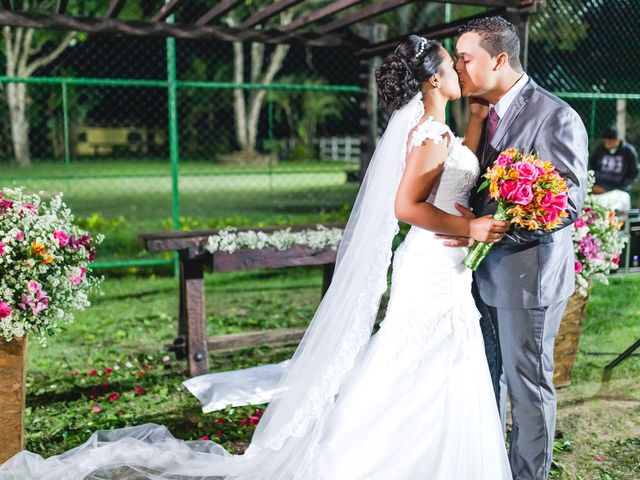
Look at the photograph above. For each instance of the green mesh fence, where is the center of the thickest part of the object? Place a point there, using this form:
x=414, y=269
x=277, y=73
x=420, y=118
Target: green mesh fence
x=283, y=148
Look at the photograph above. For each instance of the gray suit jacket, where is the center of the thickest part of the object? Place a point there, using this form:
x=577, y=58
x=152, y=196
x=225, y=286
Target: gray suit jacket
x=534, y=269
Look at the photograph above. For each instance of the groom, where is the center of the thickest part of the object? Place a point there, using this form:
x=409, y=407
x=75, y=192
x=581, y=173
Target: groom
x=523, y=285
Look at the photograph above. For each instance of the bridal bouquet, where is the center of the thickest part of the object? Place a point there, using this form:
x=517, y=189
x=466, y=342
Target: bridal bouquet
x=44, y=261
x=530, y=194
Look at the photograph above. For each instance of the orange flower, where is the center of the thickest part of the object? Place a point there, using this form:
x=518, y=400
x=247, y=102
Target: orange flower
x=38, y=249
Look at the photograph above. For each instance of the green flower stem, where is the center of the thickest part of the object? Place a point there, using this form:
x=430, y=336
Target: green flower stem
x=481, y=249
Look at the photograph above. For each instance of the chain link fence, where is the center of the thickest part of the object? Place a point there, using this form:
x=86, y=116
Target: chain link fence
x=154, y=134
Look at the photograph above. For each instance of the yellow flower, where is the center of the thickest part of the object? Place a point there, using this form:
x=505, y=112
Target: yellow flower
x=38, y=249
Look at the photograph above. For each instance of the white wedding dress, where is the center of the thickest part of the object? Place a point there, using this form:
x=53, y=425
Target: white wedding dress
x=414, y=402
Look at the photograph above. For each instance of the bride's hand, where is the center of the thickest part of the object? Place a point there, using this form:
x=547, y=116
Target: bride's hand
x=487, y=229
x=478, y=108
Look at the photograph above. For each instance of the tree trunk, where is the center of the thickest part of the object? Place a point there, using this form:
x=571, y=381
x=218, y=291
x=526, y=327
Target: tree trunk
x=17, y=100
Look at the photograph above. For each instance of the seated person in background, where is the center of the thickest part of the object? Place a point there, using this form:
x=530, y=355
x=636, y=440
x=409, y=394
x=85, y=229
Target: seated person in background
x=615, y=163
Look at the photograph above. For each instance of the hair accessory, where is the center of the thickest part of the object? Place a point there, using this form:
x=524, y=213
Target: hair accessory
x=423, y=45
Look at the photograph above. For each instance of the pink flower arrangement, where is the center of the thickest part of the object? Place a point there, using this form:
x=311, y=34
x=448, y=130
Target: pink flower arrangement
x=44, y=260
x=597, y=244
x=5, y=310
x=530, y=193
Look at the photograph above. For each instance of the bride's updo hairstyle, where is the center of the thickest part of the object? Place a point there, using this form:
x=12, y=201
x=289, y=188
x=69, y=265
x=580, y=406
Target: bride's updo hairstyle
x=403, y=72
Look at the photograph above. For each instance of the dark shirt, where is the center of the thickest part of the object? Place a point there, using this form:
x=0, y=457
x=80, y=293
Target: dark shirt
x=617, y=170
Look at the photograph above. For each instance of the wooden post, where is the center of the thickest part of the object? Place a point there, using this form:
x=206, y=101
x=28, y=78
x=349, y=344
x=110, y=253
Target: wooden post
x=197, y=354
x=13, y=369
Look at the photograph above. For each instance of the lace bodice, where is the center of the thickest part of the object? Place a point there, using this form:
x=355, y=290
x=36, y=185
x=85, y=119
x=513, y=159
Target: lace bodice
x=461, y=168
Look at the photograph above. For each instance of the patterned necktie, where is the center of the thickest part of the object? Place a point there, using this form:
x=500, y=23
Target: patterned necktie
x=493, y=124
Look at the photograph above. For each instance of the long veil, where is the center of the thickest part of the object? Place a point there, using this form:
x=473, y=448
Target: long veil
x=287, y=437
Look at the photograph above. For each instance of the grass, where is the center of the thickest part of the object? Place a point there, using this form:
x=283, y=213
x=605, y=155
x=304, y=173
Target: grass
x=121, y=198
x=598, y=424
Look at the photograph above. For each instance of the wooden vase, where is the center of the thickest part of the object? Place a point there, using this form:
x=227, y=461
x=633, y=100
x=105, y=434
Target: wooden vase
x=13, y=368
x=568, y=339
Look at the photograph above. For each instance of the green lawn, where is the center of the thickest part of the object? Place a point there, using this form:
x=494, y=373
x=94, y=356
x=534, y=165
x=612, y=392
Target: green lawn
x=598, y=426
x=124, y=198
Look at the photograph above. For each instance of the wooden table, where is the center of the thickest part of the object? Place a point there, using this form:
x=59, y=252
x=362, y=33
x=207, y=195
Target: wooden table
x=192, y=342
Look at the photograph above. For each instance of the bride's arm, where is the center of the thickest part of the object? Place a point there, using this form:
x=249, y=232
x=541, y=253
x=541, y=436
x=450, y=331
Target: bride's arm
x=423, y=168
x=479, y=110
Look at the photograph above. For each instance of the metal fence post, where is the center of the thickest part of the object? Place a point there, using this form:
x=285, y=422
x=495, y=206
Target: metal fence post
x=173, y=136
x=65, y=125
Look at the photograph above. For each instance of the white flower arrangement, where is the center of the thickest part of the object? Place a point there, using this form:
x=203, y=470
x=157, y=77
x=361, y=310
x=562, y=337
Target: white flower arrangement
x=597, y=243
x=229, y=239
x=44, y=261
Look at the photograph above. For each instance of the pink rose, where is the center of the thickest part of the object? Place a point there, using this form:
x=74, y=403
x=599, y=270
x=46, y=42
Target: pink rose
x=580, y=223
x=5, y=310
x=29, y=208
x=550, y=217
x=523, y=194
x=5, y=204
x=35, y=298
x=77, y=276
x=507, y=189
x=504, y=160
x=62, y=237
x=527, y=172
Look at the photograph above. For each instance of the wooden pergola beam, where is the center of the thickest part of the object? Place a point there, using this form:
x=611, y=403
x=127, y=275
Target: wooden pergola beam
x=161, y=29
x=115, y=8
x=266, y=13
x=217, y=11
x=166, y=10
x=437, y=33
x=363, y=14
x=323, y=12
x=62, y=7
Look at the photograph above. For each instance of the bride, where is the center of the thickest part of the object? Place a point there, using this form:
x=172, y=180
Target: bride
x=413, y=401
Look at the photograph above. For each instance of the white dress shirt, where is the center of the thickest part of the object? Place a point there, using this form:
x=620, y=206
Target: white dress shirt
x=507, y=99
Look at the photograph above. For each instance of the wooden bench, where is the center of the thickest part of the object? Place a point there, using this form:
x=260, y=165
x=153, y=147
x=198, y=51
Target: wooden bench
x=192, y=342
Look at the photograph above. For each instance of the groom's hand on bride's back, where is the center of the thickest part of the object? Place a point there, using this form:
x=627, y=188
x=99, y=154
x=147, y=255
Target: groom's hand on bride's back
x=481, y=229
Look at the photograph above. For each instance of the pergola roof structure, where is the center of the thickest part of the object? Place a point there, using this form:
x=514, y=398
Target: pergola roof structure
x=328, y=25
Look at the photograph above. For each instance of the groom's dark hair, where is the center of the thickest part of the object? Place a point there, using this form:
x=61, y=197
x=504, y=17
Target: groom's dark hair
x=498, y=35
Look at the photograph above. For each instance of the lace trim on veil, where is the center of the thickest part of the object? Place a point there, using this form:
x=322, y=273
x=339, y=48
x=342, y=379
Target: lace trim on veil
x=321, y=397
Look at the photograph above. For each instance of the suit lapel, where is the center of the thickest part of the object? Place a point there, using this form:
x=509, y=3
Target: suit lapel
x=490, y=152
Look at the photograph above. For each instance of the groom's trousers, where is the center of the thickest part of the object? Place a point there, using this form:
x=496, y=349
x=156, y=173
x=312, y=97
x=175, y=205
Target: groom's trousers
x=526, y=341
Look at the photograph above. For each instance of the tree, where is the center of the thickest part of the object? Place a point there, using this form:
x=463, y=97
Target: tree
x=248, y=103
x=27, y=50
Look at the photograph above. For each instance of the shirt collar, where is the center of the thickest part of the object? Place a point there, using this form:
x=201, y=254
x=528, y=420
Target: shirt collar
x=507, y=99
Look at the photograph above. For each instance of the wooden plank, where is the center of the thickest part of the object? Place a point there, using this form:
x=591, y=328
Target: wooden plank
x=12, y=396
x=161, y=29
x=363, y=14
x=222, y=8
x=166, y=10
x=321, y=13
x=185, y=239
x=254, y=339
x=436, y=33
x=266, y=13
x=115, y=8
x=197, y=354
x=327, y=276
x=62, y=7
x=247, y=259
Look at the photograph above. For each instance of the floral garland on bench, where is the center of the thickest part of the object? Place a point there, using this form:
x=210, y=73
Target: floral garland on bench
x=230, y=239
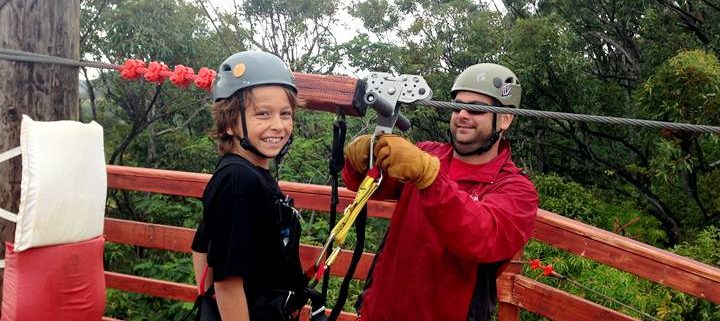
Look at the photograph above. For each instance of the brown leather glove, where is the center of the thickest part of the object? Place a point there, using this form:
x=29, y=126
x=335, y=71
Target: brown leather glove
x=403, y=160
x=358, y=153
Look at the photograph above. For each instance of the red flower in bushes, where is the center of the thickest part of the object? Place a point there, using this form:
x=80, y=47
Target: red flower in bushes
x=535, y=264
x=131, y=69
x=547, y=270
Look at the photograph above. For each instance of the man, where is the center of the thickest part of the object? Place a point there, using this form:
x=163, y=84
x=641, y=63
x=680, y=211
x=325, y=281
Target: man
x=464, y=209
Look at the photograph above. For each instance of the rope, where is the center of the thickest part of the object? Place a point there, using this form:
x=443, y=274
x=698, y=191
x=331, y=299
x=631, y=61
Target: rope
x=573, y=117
**********
**Problem to work on**
Exact copy, pictures omitted: every line from the one holding "x=463, y=97" through the last line of the data above, and nothing else.

**Exercise response**
x=463, y=97
Target: tree
x=248, y=103
x=27, y=50
Look at the photograph above. For each instance of the shirt collar, where is the center of the thickest part of the object? Place a point there, using this form:
x=201, y=254
x=528, y=420
Target: shirt collar
x=507, y=99
Look at the photograph above. For each instance of the wooden plank, where is the center of the thickest part of the object? Place a point there, using this form:
x=591, y=328
Target: wooden plank
x=12, y=396
x=161, y=29
x=363, y=14
x=222, y=8
x=166, y=10
x=321, y=13
x=185, y=239
x=254, y=339
x=436, y=33
x=266, y=13
x=115, y=8
x=197, y=354
x=327, y=276
x=62, y=7
x=247, y=259
Look at the photograph above. For each instance of the floral garland on bench, where is the center of the thickest part of the object? Place a point there, using this form:
x=210, y=73
Target: floral garland on bench
x=230, y=239
Look at the photograph above. For each instance of the brown leather glove, where is the center of the thickest part of the object? Place a point there, using this form:
x=29, y=126
x=335, y=71
Target: brown leather glove
x=403, y=160
x=358, y=153
Look at the photograph above. For each instance of the red flower in bushes, where is the center of the thickest part of the object? Place a point there, using this form:
x=80, y=47
Target: red flower in bushes
x=535, y=264
x=131, y=69
x=547, y=270
Look at the photograph above. For each instance of the man, where is the center of the thickest part of the object? Place a point there, using this form:
x=163, y=84
x=641, y=63
x=680, y=211
x=325, y=281
Target: man
x=464, y=209
Look at the photograph above. For each instance of the rope, where is the center of the thickest part of the object? Place a point there, using this form:
x=443, y=274
x=698, y=191
x=331, y=299
x=631, y=61
Target: rope
x=573, y=117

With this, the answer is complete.